Start of Raw data
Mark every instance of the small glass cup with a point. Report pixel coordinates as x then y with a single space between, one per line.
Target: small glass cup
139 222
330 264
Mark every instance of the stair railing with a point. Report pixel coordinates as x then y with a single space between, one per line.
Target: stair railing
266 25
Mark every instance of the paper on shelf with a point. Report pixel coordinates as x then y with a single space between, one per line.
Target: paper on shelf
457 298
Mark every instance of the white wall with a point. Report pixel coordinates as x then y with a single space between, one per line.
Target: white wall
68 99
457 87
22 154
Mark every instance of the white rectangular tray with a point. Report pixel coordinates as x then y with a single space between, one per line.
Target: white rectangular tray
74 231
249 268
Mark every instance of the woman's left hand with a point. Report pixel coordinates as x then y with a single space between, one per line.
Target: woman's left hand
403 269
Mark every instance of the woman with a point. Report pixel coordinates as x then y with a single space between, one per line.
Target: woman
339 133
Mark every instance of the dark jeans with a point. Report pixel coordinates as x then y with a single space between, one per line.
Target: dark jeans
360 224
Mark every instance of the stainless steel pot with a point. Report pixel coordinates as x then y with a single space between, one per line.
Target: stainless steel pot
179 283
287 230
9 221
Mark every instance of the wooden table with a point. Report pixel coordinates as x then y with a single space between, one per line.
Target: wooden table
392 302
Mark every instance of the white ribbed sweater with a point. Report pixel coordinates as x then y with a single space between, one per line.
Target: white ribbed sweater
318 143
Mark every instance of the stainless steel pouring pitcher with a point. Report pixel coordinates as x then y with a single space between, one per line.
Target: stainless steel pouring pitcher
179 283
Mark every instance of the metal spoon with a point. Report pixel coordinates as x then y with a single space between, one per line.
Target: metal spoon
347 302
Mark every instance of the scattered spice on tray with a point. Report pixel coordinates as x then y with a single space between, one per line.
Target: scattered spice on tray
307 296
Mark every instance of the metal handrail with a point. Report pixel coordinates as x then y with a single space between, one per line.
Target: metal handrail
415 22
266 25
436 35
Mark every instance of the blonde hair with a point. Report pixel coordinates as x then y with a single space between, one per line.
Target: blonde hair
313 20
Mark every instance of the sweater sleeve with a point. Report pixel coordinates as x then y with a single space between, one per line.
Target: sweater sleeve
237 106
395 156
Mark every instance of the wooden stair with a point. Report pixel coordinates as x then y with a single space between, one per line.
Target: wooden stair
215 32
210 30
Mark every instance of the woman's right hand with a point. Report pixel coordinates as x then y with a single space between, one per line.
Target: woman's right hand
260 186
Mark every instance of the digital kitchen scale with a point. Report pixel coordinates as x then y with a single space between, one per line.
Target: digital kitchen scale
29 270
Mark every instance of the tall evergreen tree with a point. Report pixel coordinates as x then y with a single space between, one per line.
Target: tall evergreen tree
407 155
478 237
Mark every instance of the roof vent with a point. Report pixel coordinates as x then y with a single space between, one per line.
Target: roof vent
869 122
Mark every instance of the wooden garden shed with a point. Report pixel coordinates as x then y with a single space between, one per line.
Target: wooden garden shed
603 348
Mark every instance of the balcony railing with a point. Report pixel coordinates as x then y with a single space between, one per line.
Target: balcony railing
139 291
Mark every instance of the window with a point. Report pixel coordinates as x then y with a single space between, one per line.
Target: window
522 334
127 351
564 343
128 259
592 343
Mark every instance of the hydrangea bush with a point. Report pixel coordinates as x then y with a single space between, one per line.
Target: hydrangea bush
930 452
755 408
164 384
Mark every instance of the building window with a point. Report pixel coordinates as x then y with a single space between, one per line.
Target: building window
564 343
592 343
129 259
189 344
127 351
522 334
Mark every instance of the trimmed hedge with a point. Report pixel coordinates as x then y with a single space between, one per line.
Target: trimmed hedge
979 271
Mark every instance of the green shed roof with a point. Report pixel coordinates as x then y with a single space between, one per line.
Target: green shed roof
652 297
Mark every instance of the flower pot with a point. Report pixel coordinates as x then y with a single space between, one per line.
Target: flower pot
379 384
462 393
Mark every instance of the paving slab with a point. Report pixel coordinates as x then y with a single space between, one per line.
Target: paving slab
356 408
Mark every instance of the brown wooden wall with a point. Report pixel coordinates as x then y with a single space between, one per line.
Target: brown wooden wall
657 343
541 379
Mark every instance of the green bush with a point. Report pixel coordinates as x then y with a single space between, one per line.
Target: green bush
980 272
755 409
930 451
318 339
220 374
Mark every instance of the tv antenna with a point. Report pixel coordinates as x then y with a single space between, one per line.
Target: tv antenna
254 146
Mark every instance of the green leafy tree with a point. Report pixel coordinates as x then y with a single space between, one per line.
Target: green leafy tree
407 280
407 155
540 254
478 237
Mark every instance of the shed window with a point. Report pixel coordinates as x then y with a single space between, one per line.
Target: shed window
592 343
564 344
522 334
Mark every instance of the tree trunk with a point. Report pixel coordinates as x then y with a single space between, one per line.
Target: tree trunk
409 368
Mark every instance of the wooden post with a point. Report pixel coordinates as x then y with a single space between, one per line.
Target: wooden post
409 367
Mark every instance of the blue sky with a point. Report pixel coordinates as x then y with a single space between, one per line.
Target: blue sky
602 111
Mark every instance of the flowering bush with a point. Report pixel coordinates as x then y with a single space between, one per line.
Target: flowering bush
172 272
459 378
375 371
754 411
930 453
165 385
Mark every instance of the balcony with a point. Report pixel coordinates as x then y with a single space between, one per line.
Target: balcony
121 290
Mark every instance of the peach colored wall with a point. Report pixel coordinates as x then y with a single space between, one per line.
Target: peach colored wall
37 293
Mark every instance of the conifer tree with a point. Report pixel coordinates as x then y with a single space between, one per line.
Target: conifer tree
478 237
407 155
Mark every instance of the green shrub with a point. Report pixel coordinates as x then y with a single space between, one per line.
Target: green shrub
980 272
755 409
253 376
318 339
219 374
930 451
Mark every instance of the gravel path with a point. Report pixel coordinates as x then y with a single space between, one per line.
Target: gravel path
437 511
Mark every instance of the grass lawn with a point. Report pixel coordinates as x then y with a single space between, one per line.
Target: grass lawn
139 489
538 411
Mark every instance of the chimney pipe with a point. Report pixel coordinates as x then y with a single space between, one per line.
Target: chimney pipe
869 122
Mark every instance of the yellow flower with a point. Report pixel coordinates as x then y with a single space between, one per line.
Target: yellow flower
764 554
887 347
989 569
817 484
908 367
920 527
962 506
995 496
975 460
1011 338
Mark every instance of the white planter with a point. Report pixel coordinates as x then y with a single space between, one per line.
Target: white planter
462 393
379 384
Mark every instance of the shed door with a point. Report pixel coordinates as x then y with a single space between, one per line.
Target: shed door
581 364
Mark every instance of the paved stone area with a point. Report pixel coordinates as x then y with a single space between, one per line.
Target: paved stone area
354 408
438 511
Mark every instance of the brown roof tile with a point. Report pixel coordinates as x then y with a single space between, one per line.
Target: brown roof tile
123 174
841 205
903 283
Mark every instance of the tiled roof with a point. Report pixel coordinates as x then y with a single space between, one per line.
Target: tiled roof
End of Raw data
Exercise objective: Please retype, exactly as written, every line from the line containing "Mark every instance of the white planter" through the last line of the records above, including both of those lines, and nothing else.

Answer in full:
Mark every instance of the white planter with a point. Report pixel coordinates as x then y with a single space between, one per line.
Target: white planter
462 393
379 384
Mark every instance of the shed door with a point. Report pixel coordinates as x then y with a single space between, one per line.
Target: shed door
581 364
Mark every instance of the paved stone area with a point. Report pixel coordinates as x then y with a single space between, one per line.
Target: paved stone area
354 408
438 511
Mark every instance of the brown roof tile with a point. Report pixel coordinates as x then y with a single space between, one per line.
Target: brown roof tile
123 174
841 205
903 283
Mark every instance of the tiled roof with a point. Report pixel coordinates as x then y with a single space between, one per line.
Target: tiled roof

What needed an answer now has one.